• _Rows from a dataset_:
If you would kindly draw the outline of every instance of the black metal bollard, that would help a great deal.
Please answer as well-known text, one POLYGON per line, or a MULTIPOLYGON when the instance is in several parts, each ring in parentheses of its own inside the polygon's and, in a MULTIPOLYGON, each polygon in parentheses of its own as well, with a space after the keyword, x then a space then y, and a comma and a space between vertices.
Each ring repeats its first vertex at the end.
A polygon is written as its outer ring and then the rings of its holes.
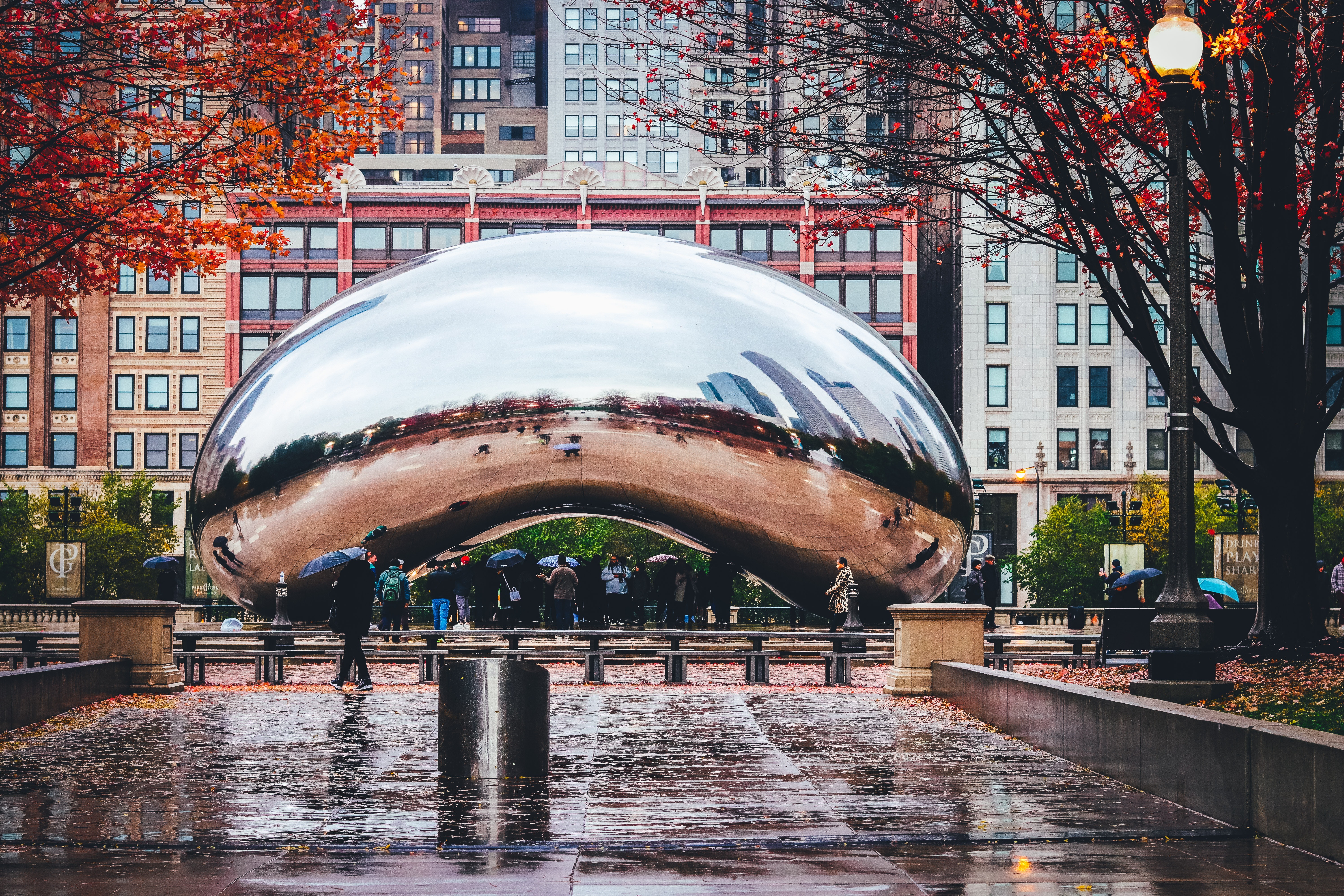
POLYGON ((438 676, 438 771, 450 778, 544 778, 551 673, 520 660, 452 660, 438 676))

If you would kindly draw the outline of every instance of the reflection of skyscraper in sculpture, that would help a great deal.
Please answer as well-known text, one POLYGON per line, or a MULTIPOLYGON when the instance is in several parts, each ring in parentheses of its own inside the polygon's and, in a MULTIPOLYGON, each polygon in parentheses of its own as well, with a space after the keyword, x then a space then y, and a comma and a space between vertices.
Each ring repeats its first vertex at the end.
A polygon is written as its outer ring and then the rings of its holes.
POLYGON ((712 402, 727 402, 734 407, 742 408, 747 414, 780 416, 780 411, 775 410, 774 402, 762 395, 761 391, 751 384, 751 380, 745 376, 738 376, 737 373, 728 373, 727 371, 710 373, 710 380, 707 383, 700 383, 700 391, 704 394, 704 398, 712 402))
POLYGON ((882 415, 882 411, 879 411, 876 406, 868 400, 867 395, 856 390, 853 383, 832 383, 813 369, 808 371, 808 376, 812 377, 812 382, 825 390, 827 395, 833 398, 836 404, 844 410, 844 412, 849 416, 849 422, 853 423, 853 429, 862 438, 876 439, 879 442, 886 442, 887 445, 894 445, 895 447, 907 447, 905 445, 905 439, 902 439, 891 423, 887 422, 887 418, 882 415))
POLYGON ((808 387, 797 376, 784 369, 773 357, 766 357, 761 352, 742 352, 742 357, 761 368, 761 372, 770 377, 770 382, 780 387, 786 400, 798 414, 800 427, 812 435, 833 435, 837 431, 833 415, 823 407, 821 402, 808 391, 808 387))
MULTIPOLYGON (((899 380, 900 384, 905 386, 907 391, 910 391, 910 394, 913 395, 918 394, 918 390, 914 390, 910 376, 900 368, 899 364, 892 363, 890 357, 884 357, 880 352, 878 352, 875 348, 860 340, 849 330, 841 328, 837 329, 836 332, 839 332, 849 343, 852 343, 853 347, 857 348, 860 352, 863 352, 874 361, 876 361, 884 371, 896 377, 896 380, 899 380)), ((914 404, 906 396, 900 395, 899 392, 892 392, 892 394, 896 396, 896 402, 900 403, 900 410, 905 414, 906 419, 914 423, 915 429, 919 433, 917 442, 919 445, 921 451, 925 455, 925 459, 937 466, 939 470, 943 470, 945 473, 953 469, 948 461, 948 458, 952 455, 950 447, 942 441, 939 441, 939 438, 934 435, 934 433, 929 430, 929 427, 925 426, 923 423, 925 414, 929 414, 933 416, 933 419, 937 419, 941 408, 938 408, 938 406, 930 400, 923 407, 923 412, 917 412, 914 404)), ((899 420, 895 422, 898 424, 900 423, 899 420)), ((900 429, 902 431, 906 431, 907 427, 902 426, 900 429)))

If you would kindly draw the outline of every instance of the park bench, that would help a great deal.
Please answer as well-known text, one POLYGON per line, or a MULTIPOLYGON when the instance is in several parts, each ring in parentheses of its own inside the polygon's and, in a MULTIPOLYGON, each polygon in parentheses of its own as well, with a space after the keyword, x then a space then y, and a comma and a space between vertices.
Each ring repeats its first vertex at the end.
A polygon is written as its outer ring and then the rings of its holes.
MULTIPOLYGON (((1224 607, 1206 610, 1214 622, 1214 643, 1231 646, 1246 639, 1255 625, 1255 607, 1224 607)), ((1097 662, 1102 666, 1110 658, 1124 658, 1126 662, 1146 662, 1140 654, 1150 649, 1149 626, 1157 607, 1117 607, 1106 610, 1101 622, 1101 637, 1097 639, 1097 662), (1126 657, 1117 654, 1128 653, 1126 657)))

• _Task objective_:
Arrange every line of the records above as a Markdown table with the columns Row and Line, numbering the rows and skipping blank lines. Leave the pictures out of the table.

• _Exercise solution_:
| Row | Line |
|---|---|
| 1 | If you would kindly draw the outline of every instance of the black metal bollard, that would help a great deal. |
| 2 | Please answer as well-known text, one POLYGON per line, or a MULTIPOLYGON when the instance is in several parts, each ring in parentheses of its own inside the polygon's and, in a MULTIPOLYGON, each polygon in parentheses of its own as well, with a space after the keyword, x then a space then y, and a comma and a space between vertices. |
| 3 | Each ring repeats its first vertex at the end. |
| 4 | A polygon is written as its outer ring and then the rings of its holes. |
| 5 | POLYGON ((438 676, 438 771, 450 778, 544 778, 551 673, 520 660, 452 660, 438 676)) |
| 6 | If you would kindly draw the outline of every instance of the reflection of skyscraper in sculpture, that would help a great deal. |
| 7 | Please answer as well-known text, one POLYGON per line, or a MULTIPOLYGON when the instance is in several parts, each ring in parentheses of its own inside the polygon's and, in a MULTIPOLYGON, each polygon in parentheses of its own as well, with a space after the keyword, x then a space then y, and a comma and a space between vertices. |
| 8 | Each ring repeats its first vertex at the end. |
| 9 | A polygon is written as its outer ring and then the rings of its holes. |
| 10 | POLYGON ((712 402, 727 402, 734 407, 742 408, 747 414, 780 416, 780 411, 775 410, 774 402, 762 395, 761 391, 751 384, 751 380, 745 376, 738 376, 737 373, 728 373, 727 371, 710 373, 710 380, 707 383, 700 383, 700 391, 704 394, 704 398, 712 402)) |
| 11 | POLYGON ((882 415, 882 411, 879 411, 876 406, 868 400, 867 395, 856 390, 853 383, 832 383, 813 369, 808 371, 808 376, 812 377, 812 382, 825 390, 827 395, 833 398, 836 404, 844 410, 844 412, 849 416, 849 422, 853 423, 853 429, 862 438, 876 439, 879 442, 886 442, 887 445, 894 445, 895 447, 907 447, 905 445, 905 439, 902 439, 891 423, 887 422, 887 418, 882 415)) |
| 12 | POLYGON ((808 387, 797 376, 784 369, 773 357, 766 357, 761 352, 742 352, 742 357, 761 368, 761 372, 770 377, 770 382, 780 387, 786 400, 798 414, 800 427, 812 435, 833 435, 837 431, 833 415, 823 407, 821 402, 808 391, 808 387)) |
| 13 | MULTIPOLYGON (((899 380, 900 384, 905 386, 907 391, 910 391, 910 394, 913 395, 918 394, 918 390, 914 390, 910 376, 900 368, 899 364, 892 363, 890 357, 884 357, 880 352, 878 352, 875 348, 860 340, 849 330, 841 328, 837 329, 836 332, 839 332, 849 343, 852 343, 853 347, 857 348, 860 352, 863 352, 874 361, 876 361, 884 371, 896 377, 896 380, 899 380)), ((914 404, 906 396, 900 395, 899 392, 892 392, 892 394, 896 396, 896 402, 900 403, 900 410, 905 414, 906 419, 914 423, 915 429, 919 433, 917 442, 919 445, 921 451, 925 455, 925 459, 937 466, 939 470, 943 470, 945 473, 953 469, 948 461, 948 458, 952 455, 950 447, 942 441, 939 441, 939 438, 934 435, 934 433, 929 430, 929 427, 925 426, 923 423, 925 414, 929 414, 933 416, 933 419, 937 419, 941 408, 938 408, 938 406, 930 400, 923 407, 923 412, 917 412, 914 404)), ((899 420, 895 422, 898 424, 900 423, 899 420)), ((900 429, 902 431, 906 431, 907 427, 902 426, 900 429))) |
| 14 | If you would kindly draw the outline of every instance of the park bench, that would help a great deal. |
| 15 | Please answer as well-known text, one POLYGON per line, or a MULTIPOLYGON when the instance is in several parts, each ring in parentheses of its own inside the polygon's and, in a MULTIPOLYGON, each polygon in parentheses of its own as well, with a space after the keyword, x then a space then y, and a comma and a space between vertices. |
| 16 | Each ring repeats its first vertex at the end. |
| 17 | A polygon is written as its outer ring and then the rings of its holes. |
| 18 | MULTIPOLYGON (((1224 607, 1206 610, 1214 622, 1214 643, 1231 646, 1246 639, 1255 625, 1255 607, 1224 607)), ((1097 662, 1102 666, 1110 658, 1124 658, 1126 662, 1146 662, 1140 654, 1150 649, 1149 626, 1157 607, 1117 607, 1106 610, 1101 622, 1101 637, 1097 639, 1097 662), (1126 657, 1117 654, 1128 653, 1126 657))) |